=== Page text ===
----------------
Updated: Sep 10
August 23, 2023
Council, committees and City Hall
After nine months as Interim City Manager, City Council on Wednesday removed the interim tag and officially named Wendy Stephanson as the new City manager.
"I would like to congratulate Wendy Stephanson on her appointment as our City Manager," Councillor Kelly said. "I look forward to meeting with her in the coming days to discuss how we can best work together to improve services in West Carleton-March."
As City Manager, Stephanson serves as Council’s chief administrator leading the organization to deliver services across more than 100 distinct lines of business through 10 departments and 17,000 employees.
"It is my great honour to serve as City Manager," Stephanson said. "It fills me with a tremendous sense of appreciation to also be the first woman in this senior leadership role for the City of Ottawa. I am proud, humbled and excited to lead Team Ottawa as we work together to deliver on our shared vision of creating a prosperous, sustainable, inclusive and resilient city."
As City Manager, Wendy serves as Council’s chief administrator leading the organization to deliver services across more than 100 distinct lines of business through 10 departments and 17,000 employees.
Wendy is a strong financial steward who has devoted her entire career to public service. With more than 25 years with the City of Ottawa, she has held several leadership roles including most recently as Chief Financial Officer (CFO).
As CFO, Wendy was responsible for all financial aspects of the corporation, including the development of the $4.14B operating and $989.5M capital budgets, tax policy, long-range financial plans and $1.8B annual payroll and distribution of pensions and benefits.
Throughout her tenure with the City of Ottawa, Wendy has established strong, collaborative relationships across the organization, local industry partners and key stakeholders at all levels of government. She is an accomplished servant leader who has a proven track record of developing, empowering and guiding diverse teams of people to deliver quality service.
----------------
=== Required work ===
Reproduce the article on the new City Manager, beginning at the words "As CFO, Wendy" and stopping after "deliver quality service.", and swap "collaborative" for "cooperative". The listing that follows is separate material and is unrelated to the article on the new City Manager.

=== Data block ===
----------------
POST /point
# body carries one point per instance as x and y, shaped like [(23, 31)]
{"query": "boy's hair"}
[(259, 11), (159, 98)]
----------------
=== Solution to the exercise ===
As CFO, Wendy was responsible for all financial aspects of the corporation, including the development of the $4.14B operating and $989.5M capital budgets, tax policy, long-range financial plans and $1.8B annual payroll and distribution of pensions and benefits.
Throughout her tenure with the City of Ottawa, Wendy has established strong, cooperative relationships across the organization, local industry partners and key stakeholders at all levels of government. She is an accomplished servant leader who has a proven track record of developing, empowering and guiding diverse teams of people to deliver quality service.